- _Problem to work on_: Please copy out all of the data below, replacing every "drop one pin" with "place one marker" and leaving everything else unchanged. Omit the pictures from your answer.

- _Supplied data_:
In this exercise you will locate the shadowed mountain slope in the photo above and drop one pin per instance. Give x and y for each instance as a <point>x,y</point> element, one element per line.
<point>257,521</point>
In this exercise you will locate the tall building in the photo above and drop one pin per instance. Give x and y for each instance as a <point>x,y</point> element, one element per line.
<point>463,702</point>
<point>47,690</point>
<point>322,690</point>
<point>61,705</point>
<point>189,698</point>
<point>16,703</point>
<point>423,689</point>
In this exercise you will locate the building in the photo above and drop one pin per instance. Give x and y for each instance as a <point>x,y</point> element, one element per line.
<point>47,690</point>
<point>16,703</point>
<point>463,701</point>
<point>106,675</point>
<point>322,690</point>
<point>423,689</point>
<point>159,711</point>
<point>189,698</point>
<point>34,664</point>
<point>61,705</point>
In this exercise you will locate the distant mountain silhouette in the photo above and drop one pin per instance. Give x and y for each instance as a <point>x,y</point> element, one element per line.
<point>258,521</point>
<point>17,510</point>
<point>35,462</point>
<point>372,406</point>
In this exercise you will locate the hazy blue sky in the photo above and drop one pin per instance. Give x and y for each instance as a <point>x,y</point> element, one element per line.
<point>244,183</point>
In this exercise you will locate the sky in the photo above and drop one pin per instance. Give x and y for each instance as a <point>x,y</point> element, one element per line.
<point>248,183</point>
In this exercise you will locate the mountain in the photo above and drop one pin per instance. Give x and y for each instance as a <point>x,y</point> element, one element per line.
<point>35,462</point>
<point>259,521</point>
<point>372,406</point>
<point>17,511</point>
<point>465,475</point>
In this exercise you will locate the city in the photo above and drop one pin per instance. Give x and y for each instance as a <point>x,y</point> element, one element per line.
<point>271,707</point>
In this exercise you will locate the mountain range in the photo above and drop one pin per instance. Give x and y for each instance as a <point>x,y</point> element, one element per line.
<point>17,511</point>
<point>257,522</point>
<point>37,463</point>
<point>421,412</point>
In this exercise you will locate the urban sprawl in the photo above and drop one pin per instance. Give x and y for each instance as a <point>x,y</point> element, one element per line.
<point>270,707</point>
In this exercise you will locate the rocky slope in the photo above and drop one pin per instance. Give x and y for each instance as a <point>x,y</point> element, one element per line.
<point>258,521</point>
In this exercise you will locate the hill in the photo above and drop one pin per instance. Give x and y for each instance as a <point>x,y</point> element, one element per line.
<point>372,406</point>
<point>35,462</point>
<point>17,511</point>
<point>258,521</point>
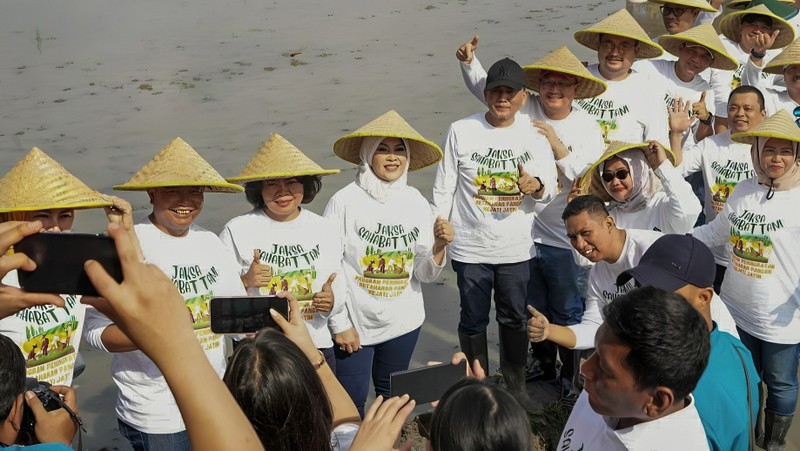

- _Solved problem_:
In this exercise you will locate the shadowed mountain slope in the photo above and place one marker per instance. Give x and y for each instance as a <point>x,y</point> element, one element per line.
<point>257,521</point>
In this exercise you will locate the tall building in the photo above and place one marker per instance. Give x and y for each instance as a <point>x,y</point> element, one element per line.
<point>463,702</point>
<point>47,690</point>
<point>322,690</point>
<point>61,705</point>
<point>189,698</point>
<point>16,703</point>
<point>423,689</point>
In this exercise you will locate the building in the photo above and place one marker per instance. Give x and y for each instance as a <point>x,y</point> element, one element per line.
<point>47,690</point>
<point>16,703</point>
<point>463,701</point>
<point>106,675</point>
<point>322,690</point>
<point>423,689</point>
<point>159,711</point>
<point>189,698</point>
<point>34,664</point>
<point>61,705</point>
In this exercise you will locate the distant mountain silhouette in the photo above and place one marker per instance. Give x and y for each instance as a <point>x,y</point> element, one element per line.
<point>258,521</point>
<point>17,510</point>
<point>35,462</point>
<point>372,406</point>
In this exercise you will locate the hazy blue sky in the photo above and place one marker per instance. Give x and y for each instance as a <point>x,y</point> element, one element per line.
<point>244,183</point>
In this exercise you will locate the sky in the photo above and place one marker per instance. Give x and y for each instance as a <point>x,y</point> element, one element per line.
<point>248,183</point>
In this exercise you will locate the mountain in the photo above and place one marker per instance. Give x and y for each instance as a <point>x,y</point> element, one element per line.
<point>35,462</point>
<point>259,521</point>
<point>372,406</point>
<point>17,511</point>
<point>465,475</point>
In this exercise you will locate the city in the photo above and place one marker per instance. Give x and y for each instance as a <point>x,y</point> element, one element per line.
<point>271,707</point>
In this exercise you will locate the mountain range in the photo above and place one marker per instance. Give x and y for each instance as a <point>x,y</point> element, one element per line.
<point>17,511</point>
<point>257,522</point>
<point>37,463</point>
<point>421,412</point>
In this exercise you will locate the urban sprawl in the photo above and place one marker per instance. Give x and y for each instance as a <point>x,y</point> element, one element per line.
<point>270,707</point>
In this exercise you will locate the rocky slope in the photo above and place one marker per instance. Give x and y for each instance as a <point>x,y</point> element, one element per line.
<point>258,521</point>
In this exercise you will locate the hill in the photo above and place one marker per instance. Give x and y for each instance as a <point>x,y</point> element, one element per line.
<point>372,406</point>
<point>35,462</point>
<point>17,511</point>
<point>258,521</point>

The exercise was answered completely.